→ **Data listing**:

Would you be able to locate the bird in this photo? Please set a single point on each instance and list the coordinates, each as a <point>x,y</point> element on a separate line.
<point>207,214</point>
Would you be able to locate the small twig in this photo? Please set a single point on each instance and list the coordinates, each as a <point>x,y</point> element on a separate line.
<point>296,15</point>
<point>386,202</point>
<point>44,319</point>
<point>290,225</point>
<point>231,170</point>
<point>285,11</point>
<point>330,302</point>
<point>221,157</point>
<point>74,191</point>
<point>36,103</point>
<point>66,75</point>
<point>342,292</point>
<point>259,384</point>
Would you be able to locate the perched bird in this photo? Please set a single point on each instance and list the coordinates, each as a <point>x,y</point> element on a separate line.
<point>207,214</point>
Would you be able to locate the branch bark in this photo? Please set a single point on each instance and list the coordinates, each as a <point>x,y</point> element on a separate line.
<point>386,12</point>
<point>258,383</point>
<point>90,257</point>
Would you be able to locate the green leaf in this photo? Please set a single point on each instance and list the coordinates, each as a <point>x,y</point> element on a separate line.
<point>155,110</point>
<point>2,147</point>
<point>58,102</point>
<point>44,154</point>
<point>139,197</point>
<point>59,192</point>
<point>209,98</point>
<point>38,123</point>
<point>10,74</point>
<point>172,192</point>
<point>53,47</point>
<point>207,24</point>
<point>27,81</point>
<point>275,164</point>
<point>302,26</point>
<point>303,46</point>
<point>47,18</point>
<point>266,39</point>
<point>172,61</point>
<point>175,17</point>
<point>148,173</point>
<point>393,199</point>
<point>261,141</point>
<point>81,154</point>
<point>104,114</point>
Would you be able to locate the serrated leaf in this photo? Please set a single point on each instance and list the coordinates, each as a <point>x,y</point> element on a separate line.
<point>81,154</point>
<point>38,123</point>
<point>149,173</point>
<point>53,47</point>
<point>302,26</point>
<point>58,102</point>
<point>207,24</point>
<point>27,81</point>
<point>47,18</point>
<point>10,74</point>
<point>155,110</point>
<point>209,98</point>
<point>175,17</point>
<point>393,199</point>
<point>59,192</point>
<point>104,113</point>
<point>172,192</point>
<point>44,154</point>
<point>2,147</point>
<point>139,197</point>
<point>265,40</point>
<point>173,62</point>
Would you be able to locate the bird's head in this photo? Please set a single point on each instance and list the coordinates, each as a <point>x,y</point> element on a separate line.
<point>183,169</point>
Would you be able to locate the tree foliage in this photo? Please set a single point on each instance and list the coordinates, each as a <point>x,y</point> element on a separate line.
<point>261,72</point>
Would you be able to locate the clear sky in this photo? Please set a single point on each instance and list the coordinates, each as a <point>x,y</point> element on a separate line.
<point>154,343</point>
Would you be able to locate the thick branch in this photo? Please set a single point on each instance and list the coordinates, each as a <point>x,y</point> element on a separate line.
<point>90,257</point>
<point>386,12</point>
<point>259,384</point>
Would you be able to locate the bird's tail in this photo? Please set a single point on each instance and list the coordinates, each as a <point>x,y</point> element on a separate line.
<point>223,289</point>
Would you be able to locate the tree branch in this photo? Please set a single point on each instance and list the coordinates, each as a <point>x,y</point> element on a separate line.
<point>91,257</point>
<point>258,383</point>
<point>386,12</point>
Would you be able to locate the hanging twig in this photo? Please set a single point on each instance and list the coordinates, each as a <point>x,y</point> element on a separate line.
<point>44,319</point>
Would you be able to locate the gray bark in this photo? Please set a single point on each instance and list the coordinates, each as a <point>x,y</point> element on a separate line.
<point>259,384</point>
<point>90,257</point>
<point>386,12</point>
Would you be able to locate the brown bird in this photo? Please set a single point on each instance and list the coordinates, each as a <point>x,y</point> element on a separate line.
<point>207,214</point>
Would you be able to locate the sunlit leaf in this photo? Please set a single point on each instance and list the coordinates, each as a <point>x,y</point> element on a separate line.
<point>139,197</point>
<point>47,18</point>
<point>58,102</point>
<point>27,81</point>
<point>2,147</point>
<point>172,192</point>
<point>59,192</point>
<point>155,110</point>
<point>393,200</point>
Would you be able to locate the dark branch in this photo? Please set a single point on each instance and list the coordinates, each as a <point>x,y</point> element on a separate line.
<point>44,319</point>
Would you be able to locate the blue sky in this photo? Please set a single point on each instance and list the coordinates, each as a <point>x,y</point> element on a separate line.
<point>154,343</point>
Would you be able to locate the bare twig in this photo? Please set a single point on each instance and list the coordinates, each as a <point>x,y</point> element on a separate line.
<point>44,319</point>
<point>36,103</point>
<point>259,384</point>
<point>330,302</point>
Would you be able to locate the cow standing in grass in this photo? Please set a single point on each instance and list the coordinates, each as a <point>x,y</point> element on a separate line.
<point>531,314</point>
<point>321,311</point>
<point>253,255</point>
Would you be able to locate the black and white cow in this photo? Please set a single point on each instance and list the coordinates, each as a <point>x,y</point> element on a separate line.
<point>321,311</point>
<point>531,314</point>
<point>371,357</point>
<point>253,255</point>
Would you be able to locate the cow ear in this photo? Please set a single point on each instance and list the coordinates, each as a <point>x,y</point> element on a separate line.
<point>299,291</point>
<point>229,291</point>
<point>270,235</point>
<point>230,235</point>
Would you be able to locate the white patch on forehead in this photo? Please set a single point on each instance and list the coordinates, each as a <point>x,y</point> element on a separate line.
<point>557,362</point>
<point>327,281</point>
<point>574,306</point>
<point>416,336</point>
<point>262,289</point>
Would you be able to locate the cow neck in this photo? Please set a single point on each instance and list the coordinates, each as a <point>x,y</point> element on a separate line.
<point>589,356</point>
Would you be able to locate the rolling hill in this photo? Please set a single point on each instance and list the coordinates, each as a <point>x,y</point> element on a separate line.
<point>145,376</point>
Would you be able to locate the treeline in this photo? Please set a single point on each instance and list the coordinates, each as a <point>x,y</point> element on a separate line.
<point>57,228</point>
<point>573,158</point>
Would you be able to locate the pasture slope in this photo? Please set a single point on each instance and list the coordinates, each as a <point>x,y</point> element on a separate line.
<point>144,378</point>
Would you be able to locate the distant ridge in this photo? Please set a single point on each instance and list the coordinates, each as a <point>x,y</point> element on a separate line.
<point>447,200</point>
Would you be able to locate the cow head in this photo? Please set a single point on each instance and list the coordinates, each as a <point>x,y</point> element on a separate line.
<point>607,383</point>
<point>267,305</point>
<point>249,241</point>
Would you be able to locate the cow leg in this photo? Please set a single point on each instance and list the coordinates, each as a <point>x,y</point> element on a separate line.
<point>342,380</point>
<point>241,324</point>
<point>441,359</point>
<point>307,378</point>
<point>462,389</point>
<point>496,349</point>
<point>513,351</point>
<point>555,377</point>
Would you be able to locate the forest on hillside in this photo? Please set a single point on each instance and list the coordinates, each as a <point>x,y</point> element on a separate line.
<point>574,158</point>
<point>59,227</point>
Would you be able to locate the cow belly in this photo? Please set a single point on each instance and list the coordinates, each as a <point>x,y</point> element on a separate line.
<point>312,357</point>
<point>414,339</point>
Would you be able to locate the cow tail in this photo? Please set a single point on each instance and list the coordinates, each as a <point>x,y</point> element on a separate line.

→ **Prompt**:
Your task is to output the full set of records exactly as presented.

→ **Response to the task**:
Would you be able to locate the bird in this photo? Please set a single point on each instance and list the coordinates, each as a <point>x,y</point> element on a separate line.
<point>207,214</point>
Would you be able to locate the small twig in this photo? Please set a single point on each instance and list the coordinates, each as a <point>x,y</point> element on a separate line.
<point>296,15</point>
<point>386,202</point>
<point>44,319</point>
<point>290,225</point>
<point>231,170</point>
<point>285,11</point>
<point>330,302</point>
<point>221,157</point>
<point>74,191</point>
<point>36,103</point>
<point>66,75</point>
<point>342,292</point>
<point>259,384</point>
Would you be able to locate the perched bird in this photo? Please set a single point on each instance and list the coordinates, each as a <point>x,y</point> element on a separate line.
<point>207,214</point>
Would you be able to locate the branch bark in this photo? Please set a single point on each instance and list the coordinates, each as a <point>x,y</point> element on a separate line.
<point>386,12</point>
<point>258,383</point>
<point>90,257</point>
Would you be able to locate the green leaf in this photo? Please set a single point on each instance and list the coordinates, each as a <point>x,y</point> element on a separate line.
<point>155,110</point>
<point>2,147</point>
<point>58,102</point>
<point>44,154</point>
<point>139,197</point>
<point>59,192</point>
<point>209,98</point>
<point>38,123</point>
<point>10,74</point>
<point>172,192</point>
<point>53,47</point>
<point>207,24</point>
<point>27,81</point>
<point>275,164</point>
<point>302,26</point>
<point>303,46</point>
<point>47,18</point>
<point>266,39</point>
<point>172,61</point>
<point>175,17</point>
<point>148,173</point>
<point>393,199</point>
<point>261,141</point>
<point>81,154</point>
<point>104,114</point>
Would you be able to locate the serrated leaf in this photo? Please set a single point on each instance and list the coordinates, each as a <point>x,y</point> element on a separate line.
<point>81,154</point>
<point>38,123</point>
<point>149,173</point>
<point>53,47</point>
<point>302,26</point>
<point>58,102</point>
<point>207,24</point>
<point>27,81</point>
<point>47,18</point>
<point>10,74</point>
<point>155,110</point>
<point>209,98</point>
<point>175,17</point>
<point>393,199</point>
<point>59,192</point>
<point>104,113</point>
<point>172,192</point>
<point>44,154</point>
<point>2,147</point>
<point>139,197</point>
<point>265,40</point>
<point>173,62</point>
Would you be able to locate the bird's head in this photo? Please set a single point on each instance and list the coordinates, each as a <point>x,y</point> element on a separate line.
<point>183,169</point>
Would you be able to locate the tree foliage in this photo? Please set a single point on each instance and list the coordinates, each as a <point>x,y</point> element on a separate line.
<point>261,72</point>
Would you be able to locate the clear sky in this photo? Please set a single point on each instance and list the coordinates, each as a <point>x,y</point> element on a separate line.
<point>154,343</point>
Would you be able to locate the thick branch in this photo? Please set a single point on each instance and list the coordinates, each as a <point>x,y</point> element on a separate line.
<point>90,257</point>
<point>386,12</point>
<point>259,384</point>
Would you be able to locate the bird's tail in this photo? Please set a single point on each instance and list the coordinates, each as a <point>x,y</point> element on a separate line.
<point>223,289</point>
Would you be able to locate the tree branch in this photo? Please set a single point on each instance and list the coordinates, each as a <point>x,y</point> element on a separate line.
<point>91,257</point>
<point>258,383</point>
<point>386,12</point>
Would you be able to locate the hanging twig in this photo? Please set a single point on each instance and list the coordinates, each as a <point>x,y</point> element on a separate line.
<point>44,319</point>
Would you be able to locate the gray bark in this photo? Please set a single point on each instance and list the coordinates, each as a <point>x,y</point> element on a separate line.
<point>259,384</point>
<point>90,257</point>
<point>386,12</point>
Would you be able to locate the brown bird in this photo? Please set a single point on each instance and list the coordinates, each as a <point>x,y</point> element on a separate line.
<point>207,214</point>
Would you be able to locate the sunlit leaf in this photo? Please set a single point on each instance and list the coordinates, each as a <point>x,y</point> element on a separate line.
<point>139,197</point>
<point>47,18</point>
<point>58,102</point>
<point>27,81</point>
<point>2,147</point>
<point>172,192</point>
<point>59,192</point>
<point>155,110</point>
<point>393,200</point>
Would you be able to locate the dark branch in this photo? Please set a single point on each instance and list the coordinates, each as a <point>x,y</point> element on a separate line.
<point>44,319</point>
Would you be able to locate the blue sky in this photo? Please set a single point on each instance and list the coordinates, each as a <point>x,y</point> element on a separate line.
<point>154,343</point>
Would you be able to locate the bare twig in this photo? Please set a single point on each instance and list the coordinates, each as a <point>x,y</point> element on a separate line.
<point>44,319</point>
<point>36,103</point>
<point>259,384</point>
<point>330,302</point>
Would you be able to locate the cow standing in grass in this photo? Please set a single point on each instance and list the coordinates, each as a <point>x,y</point> element on a separate line.
<point>531,314</point>
<point>321,311</point>
<point>253,255</point>
Would you be able to locate the black and white cow in this photo? Please set a single point on each instance and list the coordinates, each as a <point>x,y</point> element on a separate line.
<point>321,311</point>
<point>531,314</point>
<point>371,357</point>
<point>253,255</point>
Would you be able to locate the cow ear in this photo? Please set a single point on each instance and list the coordinates, each as a <point>x,y</point> element on a separate line.
<point>299,291</point>
<point>229,291</point>
<point>270,235</point>
<point>230,235</point>
Would you be able to locate the white patch on forehead in this photo? Please set a single point on each instance and list the coordinates, each as a <point>x,y</point> element on a separate line.
<point>557,362</point>
<point>327,281</point>
<point>574,306</point>
<point>416,336</point>
<point>262,289</point>
Would you be able to locate the cow neck in this photo? Please set a single point on each instance and list the coordinates, each as a <point>x,y</point> element on a separate line.
<point>589,356</point>
Would you be able to locate the rolling hill in this photo? Please set a single point on each instance and list the coordinates, each as a <point>x,y</point> element on a separate line.
<point>145,376</point>
Would you be able to locate the treeline in this photo? Please set a single point on each instance and list the coordinates, each as a <point>x,y</point> element on a separate line.
<point>57,228</point>
<point>573,158</point>
Would you be able to locate the pasture slope in this photo? Please set a single point on each instance and list the coordinates, each as a <point>x,y</point> element on a separate line.
<point>144,378</point>
Would you be able to locate the distant ridge in this photo? Please set a single point on each instance and list the coordinates, each as a <point>x,y</point> element on a separate line.
<point>447,200</point>
Would you be able to locate the cow head in this photo? Please set a single point on each instance and list the coordinates, each as a <point>x,y</point> element on a separate line.
<point>607,383</point>
<point>267,305</point>
<point>249,241</point>
Would you be able to locate the cow leg in this photo? Please set a single point on each instance and list the coordinates, each as a <point>x,y</point> element on a separate line.
<point>342,380</point>
<point>241,324</point>
<point>441,359</point>
<point>307,378</point>
<point>462,389</point>
<point>496,349</point>
<point>513,351</point>
<point>555,377</point>
Would you be able to locate the forest on hillside in this photo? Please set a single point on each instance and list the coordinates, each as a <point>x,y</point> element on a separate line.
<point>574,158</point>
<point>59,227</point>
Would you be able to locate the cow belly in this photo? Please set a single point on each instance and list the coordinates, each as a <point>x,y</point> element on a separate line.
<point>312,357</point>
<point>414,339</point>
Would you be able to locate the cow tail in this photo? Please set a single point on each instance and list the coordinates, each as a <point>x,y</point> element on a separate line.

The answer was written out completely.